▸ **Document**
▶

2. Assets likely to increase in value
The estate may include an asset which, at the time of the first death, is likely to go up in value over the coming years; in this case, there is an advantage in having such a trust as it keeps the increase in the value outside of the surviving spouse’s estate.
3. Divorce or Bankruptcy of beneficiaries
If there is a scenario in which you envisage that your beneficiaries could find themselves in a situation where they are bankrupt or facing a divorce, a Nil Rate Band Discretionary Trust does protect the assets from the financial risk of both situations as it allows for the funds to be ring-fenced. This would also be the case if you had a particularly vulnerable beneficiary who you felt could not manage large sums of money.
Are there any disadvantages?
One of the main disadvantages is the administrative inconvenience of such trusts. For example, the need to prepare annual accounts, tax returns and dealing with the management of trust assets. Nonetheless, the advantages usually far outweigh the disadvantages if there is a concern regarding the protection of your assets or a possible inheritance tax saving.

◀

▸ **Task instructions**
- A) In the passage on Nil Rate Band Discretionary Trusts, what is named as one of the main disadvantages of such trusts?
- B) Carry on the passage about Nil Rate Band Discretionary Trusts, starting right after its final sentence.

▸ **Recorded information**

▶

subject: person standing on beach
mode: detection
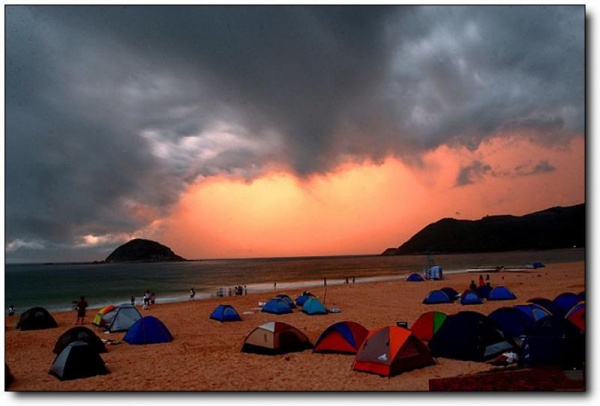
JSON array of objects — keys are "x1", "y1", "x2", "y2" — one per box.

◀

▸ **Outputs in order**
- A) The administrative inconvenience, such as preparing annual accounts and tax returns and managing the trust assets.

- B)
What happens if I die with the Nil Rate Band Discretionary Trusts still in my Will?
Depending on your circumstances, it may be best for the trust to be wound up on the first death and for the assets to be passed to the surviving spouse. It can be wound up within two years of death so that the transferrable nil rate band is available for the surviving spouse when they eventually pass away. A formal deed of appointment can be prepared to deal with this.
If nothing is done when the first spouse passes away, it will not be possible for the surviving spouse to claim the deceased spouse’s nil rate band.
Overall, it is, therefore, crucial to remember that your will must be something that is reviewed regularly as it could lead to unnecessary administration and additional costs if it does not fit with your current circumstances and the most recent legislation.
How can we help?
If you would like to discuss this further or if you have any questions relating to your Will or an estate, we have a specialist Wills & Estates team who would be very happy to assist. For more information, please contact us at online.enquiries@LA-law.com or call on 01202 702612.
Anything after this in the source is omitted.